**What the exercise asks**
Copy the material below verbatim, beginning at the line that contains "Where in the photo above can the tree" and continuing through the final line of the material.

**Given records**

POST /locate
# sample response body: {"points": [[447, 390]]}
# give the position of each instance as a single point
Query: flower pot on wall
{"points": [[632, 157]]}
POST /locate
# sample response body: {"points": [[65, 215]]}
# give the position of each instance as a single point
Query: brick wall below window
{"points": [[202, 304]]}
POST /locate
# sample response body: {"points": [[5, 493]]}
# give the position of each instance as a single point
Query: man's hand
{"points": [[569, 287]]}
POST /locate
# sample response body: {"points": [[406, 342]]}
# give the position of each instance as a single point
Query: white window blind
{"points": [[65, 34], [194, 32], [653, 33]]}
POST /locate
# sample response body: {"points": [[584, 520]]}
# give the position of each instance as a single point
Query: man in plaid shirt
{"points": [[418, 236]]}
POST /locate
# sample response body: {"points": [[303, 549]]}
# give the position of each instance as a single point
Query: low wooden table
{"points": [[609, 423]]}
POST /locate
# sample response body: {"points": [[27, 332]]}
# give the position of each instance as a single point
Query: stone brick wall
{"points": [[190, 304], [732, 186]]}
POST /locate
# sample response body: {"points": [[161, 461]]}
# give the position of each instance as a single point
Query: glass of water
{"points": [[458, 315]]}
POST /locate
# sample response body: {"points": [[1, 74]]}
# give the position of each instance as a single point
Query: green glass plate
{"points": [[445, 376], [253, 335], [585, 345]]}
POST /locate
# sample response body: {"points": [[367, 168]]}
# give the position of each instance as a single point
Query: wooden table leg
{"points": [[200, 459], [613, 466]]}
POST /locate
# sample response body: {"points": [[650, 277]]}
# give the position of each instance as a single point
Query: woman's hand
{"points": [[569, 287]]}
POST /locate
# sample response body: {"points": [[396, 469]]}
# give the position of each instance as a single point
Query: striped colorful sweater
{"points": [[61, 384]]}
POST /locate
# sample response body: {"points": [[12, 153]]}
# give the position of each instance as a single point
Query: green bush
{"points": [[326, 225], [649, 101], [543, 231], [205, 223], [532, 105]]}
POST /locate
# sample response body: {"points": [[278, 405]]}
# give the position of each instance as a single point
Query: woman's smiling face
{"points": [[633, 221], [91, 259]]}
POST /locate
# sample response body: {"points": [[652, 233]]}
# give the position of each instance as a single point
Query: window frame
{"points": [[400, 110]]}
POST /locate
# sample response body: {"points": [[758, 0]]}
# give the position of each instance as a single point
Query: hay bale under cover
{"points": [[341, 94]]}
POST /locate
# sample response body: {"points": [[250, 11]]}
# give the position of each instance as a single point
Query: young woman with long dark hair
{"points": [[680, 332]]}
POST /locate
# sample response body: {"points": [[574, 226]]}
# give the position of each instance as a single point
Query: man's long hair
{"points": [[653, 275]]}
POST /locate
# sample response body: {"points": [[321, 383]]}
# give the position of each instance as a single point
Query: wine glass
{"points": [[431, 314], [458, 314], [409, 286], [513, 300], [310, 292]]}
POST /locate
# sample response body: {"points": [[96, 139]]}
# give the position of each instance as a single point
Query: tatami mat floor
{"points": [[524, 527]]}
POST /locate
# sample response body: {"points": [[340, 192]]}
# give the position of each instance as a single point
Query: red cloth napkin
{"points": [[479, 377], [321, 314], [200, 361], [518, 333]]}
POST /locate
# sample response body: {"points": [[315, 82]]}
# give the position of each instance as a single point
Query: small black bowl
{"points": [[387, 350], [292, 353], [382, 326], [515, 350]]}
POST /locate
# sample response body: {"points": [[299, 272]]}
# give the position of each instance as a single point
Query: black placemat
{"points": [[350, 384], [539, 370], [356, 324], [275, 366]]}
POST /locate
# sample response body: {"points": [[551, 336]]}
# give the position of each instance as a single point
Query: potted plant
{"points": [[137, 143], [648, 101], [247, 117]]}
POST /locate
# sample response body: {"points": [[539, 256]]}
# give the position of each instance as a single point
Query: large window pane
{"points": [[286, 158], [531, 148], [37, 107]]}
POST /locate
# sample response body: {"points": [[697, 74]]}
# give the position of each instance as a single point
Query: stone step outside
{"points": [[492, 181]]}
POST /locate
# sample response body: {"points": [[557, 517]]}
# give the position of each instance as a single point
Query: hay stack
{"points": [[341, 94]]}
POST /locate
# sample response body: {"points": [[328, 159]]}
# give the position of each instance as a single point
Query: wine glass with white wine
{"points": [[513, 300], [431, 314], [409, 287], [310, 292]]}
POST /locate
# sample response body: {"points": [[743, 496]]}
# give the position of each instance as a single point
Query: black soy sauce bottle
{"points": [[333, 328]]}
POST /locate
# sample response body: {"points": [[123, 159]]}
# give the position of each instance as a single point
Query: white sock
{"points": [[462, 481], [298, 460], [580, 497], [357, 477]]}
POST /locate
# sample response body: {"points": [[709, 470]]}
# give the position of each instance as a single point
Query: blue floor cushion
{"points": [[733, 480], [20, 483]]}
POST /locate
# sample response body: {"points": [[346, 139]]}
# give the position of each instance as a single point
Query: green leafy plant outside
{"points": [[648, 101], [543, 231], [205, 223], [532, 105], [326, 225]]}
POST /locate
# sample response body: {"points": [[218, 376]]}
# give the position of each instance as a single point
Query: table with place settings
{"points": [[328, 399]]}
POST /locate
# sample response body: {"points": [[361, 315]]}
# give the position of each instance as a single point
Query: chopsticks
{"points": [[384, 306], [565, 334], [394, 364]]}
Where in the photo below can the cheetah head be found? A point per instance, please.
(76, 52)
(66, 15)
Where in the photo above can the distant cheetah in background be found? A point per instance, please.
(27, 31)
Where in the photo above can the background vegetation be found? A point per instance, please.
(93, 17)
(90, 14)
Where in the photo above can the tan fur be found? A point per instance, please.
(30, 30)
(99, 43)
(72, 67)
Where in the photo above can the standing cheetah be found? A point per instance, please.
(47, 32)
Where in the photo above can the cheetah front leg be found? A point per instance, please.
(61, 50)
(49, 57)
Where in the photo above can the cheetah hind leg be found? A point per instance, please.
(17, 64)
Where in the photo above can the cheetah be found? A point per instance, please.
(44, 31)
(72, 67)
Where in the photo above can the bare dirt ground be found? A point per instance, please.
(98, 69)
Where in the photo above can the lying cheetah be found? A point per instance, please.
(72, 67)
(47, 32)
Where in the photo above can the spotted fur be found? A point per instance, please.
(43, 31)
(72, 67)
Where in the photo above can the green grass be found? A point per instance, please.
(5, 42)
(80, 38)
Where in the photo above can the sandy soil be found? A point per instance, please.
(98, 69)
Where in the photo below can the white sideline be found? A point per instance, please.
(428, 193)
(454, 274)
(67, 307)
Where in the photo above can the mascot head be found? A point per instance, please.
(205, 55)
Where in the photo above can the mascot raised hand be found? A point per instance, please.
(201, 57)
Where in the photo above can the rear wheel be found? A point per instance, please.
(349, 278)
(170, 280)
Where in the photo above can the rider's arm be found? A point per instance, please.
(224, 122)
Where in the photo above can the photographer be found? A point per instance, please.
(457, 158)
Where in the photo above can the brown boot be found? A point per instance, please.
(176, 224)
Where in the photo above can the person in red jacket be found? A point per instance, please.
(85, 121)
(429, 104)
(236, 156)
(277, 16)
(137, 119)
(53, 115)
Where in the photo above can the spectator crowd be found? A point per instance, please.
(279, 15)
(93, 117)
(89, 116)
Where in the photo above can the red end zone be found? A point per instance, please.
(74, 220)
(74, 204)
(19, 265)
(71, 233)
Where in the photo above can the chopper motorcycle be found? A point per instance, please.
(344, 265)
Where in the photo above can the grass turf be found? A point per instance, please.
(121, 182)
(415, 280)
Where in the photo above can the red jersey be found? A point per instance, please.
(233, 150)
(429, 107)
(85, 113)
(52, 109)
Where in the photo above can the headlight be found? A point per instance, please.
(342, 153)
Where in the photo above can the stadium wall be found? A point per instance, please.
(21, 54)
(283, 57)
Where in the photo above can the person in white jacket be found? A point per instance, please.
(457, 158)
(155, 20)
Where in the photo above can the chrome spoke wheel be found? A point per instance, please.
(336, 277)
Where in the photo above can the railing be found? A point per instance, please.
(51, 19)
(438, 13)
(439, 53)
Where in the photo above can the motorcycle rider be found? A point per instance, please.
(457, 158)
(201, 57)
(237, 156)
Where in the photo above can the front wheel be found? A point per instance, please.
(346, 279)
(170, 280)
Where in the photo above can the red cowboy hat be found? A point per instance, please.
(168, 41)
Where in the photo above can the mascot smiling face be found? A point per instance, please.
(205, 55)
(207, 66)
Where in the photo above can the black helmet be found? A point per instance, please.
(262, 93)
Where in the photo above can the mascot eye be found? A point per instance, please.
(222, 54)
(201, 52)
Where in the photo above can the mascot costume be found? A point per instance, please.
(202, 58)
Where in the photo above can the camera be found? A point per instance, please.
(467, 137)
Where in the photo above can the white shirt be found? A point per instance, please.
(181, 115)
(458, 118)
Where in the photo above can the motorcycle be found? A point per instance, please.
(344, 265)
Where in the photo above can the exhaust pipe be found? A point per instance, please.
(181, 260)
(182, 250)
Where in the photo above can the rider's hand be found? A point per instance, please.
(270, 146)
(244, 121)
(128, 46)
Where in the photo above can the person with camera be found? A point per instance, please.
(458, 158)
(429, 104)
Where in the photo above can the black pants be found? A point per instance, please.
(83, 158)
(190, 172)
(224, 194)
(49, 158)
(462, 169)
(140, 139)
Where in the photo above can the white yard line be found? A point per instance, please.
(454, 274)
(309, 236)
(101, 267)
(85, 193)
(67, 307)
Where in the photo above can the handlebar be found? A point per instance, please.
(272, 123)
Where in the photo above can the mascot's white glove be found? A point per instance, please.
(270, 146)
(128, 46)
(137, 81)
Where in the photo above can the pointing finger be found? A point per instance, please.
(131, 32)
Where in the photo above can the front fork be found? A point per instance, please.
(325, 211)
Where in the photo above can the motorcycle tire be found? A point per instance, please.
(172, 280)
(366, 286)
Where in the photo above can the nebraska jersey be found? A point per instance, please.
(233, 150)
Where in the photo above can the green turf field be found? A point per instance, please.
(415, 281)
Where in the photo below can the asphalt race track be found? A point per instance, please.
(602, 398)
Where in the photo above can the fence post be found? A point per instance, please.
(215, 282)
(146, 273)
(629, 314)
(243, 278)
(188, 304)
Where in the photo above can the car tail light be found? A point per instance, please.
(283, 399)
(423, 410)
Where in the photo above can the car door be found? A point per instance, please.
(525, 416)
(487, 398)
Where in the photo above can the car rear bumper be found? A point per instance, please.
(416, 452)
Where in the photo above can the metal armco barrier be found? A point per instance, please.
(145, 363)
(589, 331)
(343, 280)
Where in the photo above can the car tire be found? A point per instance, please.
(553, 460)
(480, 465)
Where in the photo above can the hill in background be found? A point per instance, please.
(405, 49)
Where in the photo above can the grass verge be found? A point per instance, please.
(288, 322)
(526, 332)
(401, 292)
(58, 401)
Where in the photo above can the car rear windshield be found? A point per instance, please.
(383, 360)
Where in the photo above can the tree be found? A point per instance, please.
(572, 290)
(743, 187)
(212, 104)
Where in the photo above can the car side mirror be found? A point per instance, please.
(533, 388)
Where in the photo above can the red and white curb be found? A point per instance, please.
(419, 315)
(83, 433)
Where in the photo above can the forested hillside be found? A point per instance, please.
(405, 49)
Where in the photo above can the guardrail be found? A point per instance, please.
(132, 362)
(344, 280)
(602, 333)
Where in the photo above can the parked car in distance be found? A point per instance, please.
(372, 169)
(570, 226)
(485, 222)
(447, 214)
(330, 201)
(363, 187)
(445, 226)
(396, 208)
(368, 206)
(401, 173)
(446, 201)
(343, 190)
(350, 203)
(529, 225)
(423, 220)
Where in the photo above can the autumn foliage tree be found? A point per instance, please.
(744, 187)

**Problem solution**
Where in the photo above can the tree be found? A point per instance, please.
(572, 290)
(743, 187)
(212, 104)
Where in the photo above can the car side mirror be found? A point per instance, please.
(533, 388)
Where in the photo above can the red and white curb be found? A point per instance, please.
(419, 315)
(83, 433)
Where in the photo above can the forested hillside be found? A point per instance, please.
(405, 49)
Where in the photo above can the guardrail be found? A point per instance, please.
(132, 362)
(344, 280)
(602, 333)
Where in the photo above can the parked car in distance be found? A point per instance, please.
(372, 169)
(570, 226)
(485, 222)
(447, 214)
(330, 201)
(363, 187)
(445, 226)
(396, 208)
(368, 206)
(401, 173)
(446, 201)
(343, 190)
(350, 203)
(529, 225)
(423, 220)
Where in the photo above can the autumn foliage tree be found? A point per instance, please.
(744, 187)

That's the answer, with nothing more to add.